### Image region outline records
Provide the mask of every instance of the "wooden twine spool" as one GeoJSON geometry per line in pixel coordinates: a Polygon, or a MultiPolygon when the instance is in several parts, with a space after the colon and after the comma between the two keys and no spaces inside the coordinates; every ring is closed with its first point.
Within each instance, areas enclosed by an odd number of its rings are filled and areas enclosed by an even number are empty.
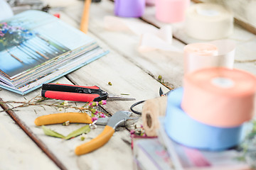
{"type": "Polygon", "coordinates": [[[159,116],[166,114],[167,96],[161,96],[145,101],[142,108],[142,123],[147,136],[157,136],[159,128],[159,116]]]}

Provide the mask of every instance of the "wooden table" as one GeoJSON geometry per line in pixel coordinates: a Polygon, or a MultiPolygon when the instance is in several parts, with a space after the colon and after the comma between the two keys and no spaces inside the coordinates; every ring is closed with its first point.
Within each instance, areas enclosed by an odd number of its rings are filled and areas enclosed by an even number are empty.
{"type": "MultiPolygon", "coordinates": [[[[50,13],[60,13],[61,20],[79,28],[82,1],[49,1],[49,3],[53,7],[63,7],[53,8],[50,13]]],[[[169,87],[181,86],[183,47],[188,43],[201,41],[188,37],[181,24],[174,24],[175,38],[173,45],[181,50],[181,52],[161,50],[139,52],[137,47],[139,37],[132,33],[110,31],[104,28],[104,16],[113,16],[113,11],[114,3],[111,1],[92,3],[88,33],[110,52],[55,82],[97,85],[110,93],[129,94],[129,96],[136,98],[137,101],[158,97],[159,87],[164,92],[169,91],[158,81],[159,75],[162,76],[165,84],[169,87]],[[109,81],[112,86],[108,84],[109,81]]],[[[144,16],[134,18],[134,21],[149,23],[158,28],[165,25],[155,19],[154,6],[147,6],[144,16]]],[[[256,74],[256,36],[235,26],[235,31],[229,39],[237,42],[235,67],[256,74]]],[[[1,89],[0,96],[3,101],[28,101],[40,93],[41,89],[38,89],[22,96],[1,89]]],[[[114,114],[118,110],[129,110],[129,107],[134,102],[108,101],[103,108],[107,113],[114,114]]],[[[132,169],[131,138],[127,128],[119,128],[110,141],[102,148],[78,157],[74,153],[75,147],[96,137],[104,127],[98,126],[92,130],[85,141],[81,141],[79,137],[64,141],[45,135],[43,130],[34,125],[35,118],[39,115],[59,112],[50,107],[30,106],[1,113],[0,169],[132,169]]],[[[142,120],[139,120],[137,123],[142,124],[142,120]]],[[[55,125],[48,127],[67,135],[82,125],[55,125]]]]}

### Directions
Repeat all of the entries word for word, but omit the pictures.

### Task output
Provide the mask of every instance of the "wooden twine spool" as one GeoJSON geometry per line in pixel coordinates: a Polygon, or a MultiPolygon when the instance is in several parts, with a space after the colon and after the comma between the two keys and no spaces inside the coordinates; every ring is closed with its first point.
Within each instance, areas enclosed by an odd number of its rings are filled and areas enclosed by an even number are empty.
{"type": "Polygon", "coordinates": [[[159,116],[166,114],[167,96],[161,96],[145,101],[142,108],[142,123],[147,136],[157,136],[159,128],[159,116]]]}

Provide the mask of every instance of the "wooden table" as one GeoJSON geometry per line in pixel coordinates: a Polygon, or a MultiPolygon when the instance is in several parts, with a space after the colon and after the comma between the two keys and no spaces inside the coordinates; every ring is closed with its first point.
Within each instance, areas enclosed by an odd number of its rings are filled and areas enclosed by an even number are empty.
{"type": "MultiPolygon", "coordinates": [[[[50,13],[60,13],[61,20],[79,28],[82,1],[49,1],[49,3],[53,7],[63,7],[53,8],[50,13]]],[[[169,87],[181,86],[183,47],[188,43],[201,41],[188,37],[181,24],[174,24],[175,38],[173,45],[181,50],[181,52],[161,50],[139,52],[137,47],[139,37],[132,33],[110,31],[104,28],[104,16],[113,16],[113,11],[114,3],[111,1],[92,3],[88,33],[110,52],[55,82],[97,85],[110,93],[129,94],[129,96],[136,98],[137,101],[158,97],[159,87],[164,92],[169,91],[158,81],[159,75],[162,76],[165,84],[169,87]],[[109,81],[112,86],[108,84],[109,81]]],[[[144,16],[134,18],[134,21],[149,23],[158,28],[165,25],[155,19],[154,6],[147,6],[144,16]]],[[[256,74],[256,36],[235,26],[235,31],[229,39],[237,42],[235,67],[256,74]]],[[[1,89],[0,96],[3,101],[28,101],[40,93],[41,89],[38,89],[22,96],[1,89]]],[[[114,114],[118,110],[129,110],[129,107],[134,102],[108,101],[103,108],[107,113],[114,114]]],[[[132,169],[131,138],[127,128],[119,128],[110,141],[102,148],[78,157],[74,153],[75,147],[96,137],[104,127],[98,126],[92,130],[85,141],[81,141],[79,137],[64,141],[45,135],[43,130],[34,125],[35,118],[39,115],[59,112],[50,107],[30,106],[1,113],[0,169],[132,169]]],[[[142,120],[139,120],[137,123],[142,124],[142,120]]],[[[55,125],[48,127],[67,135],[82,125],[55,125]]]]}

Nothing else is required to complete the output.